[Raw data — start]

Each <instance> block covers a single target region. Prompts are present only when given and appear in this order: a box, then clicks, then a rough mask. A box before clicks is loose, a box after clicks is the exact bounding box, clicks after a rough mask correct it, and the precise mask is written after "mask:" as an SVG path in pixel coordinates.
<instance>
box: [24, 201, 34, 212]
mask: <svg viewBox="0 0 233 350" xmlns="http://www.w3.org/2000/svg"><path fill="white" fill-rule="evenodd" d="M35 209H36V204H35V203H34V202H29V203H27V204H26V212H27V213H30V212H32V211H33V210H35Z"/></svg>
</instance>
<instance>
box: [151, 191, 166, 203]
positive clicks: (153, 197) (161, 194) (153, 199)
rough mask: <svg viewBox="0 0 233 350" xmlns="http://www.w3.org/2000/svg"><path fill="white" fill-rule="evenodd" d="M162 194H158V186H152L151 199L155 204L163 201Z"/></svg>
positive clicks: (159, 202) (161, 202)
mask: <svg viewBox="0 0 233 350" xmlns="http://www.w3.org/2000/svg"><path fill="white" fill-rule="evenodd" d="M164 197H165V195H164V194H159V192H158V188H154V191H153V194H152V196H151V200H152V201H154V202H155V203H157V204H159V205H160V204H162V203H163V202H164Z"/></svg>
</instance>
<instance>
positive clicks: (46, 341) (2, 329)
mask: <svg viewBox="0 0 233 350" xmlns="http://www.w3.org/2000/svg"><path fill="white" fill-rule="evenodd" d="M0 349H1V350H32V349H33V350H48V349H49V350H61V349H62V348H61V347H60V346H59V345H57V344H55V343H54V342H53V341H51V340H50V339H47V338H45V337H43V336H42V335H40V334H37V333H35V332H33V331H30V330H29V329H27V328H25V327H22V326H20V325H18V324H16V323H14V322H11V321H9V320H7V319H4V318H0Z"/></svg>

[Raw data — finish]

Exercise brief :: Write out all of the items above again, word for word, without changing anything.

Response for this exercise ::
Each <instance> block covers a single target region. Prompts are present only when given and appear in this order: a box, then clicks, then a rough mask. A box before clicks is loose, a box after clicks is the exact bounding box, clicks after a rough mask correct it, and the precise mask is written after "mask:" as an SVG path in pixel coordinates.
<instance>
box: [24, 201, 34, 212]
mask: <svg viewBox="0 0 233 350" xmlns="http://www.w3.org/2000/svg"><path fill="white" fill-rule="evenodd" d="M35 209H36V204H35V203H34V202H29V203H27V204H26V212H27V213H30V212H32V211H33V210H35Z"/></svg>
</instance>
<instance>
box: [151, 191, 166, 203]
positive clicks: (153, 197) (161, 194) (153, 199)
rough mask: <svg viewBox="0 0 233 350" xmlns="http://www.w3.org/2000/svg"><path fill="white" fill-rule="evenodd" d="M162 194H158V186H152L151 199L155 204L163 201Z"/></svg>
positive clicks: (159, 202) (161, 202)
mask: <svg viewBox="0 0 233 350" xmlns="http://www.w3.org/2000/svg"><path fill="white" fill-rule="evenodd" d="M164 197H165V195H164V194H159V192H158V188H154V191H153V194H152V196H151V200H152V201H154V202H155V203H157V204H159V205H160V204H162V203H163V202H164Z"/></svg>
</instance>
<instance>
positive clicks: (46, 341) (2, 329)
mask: <svg viewBox="0 0 233 350" xmlns="http://www.w3.org/2000/svg"><path fill="white" fill-rule="evenodd" d="M0 349H1V350H32V349H33V350H48V349H49V350H61V349H62V348H61V347H60V346H59V345H57V344H55V343H54V342H53V341H51V340H50V339H47V338H45V337H43V336H42V335H40V334H37V333H35V332H33V331H30V330H29V329H27V328H25V327H22V326H20V325H18V324H16V323H14V322H11V321H9V320H7V319H4V318H0Z"/></svg>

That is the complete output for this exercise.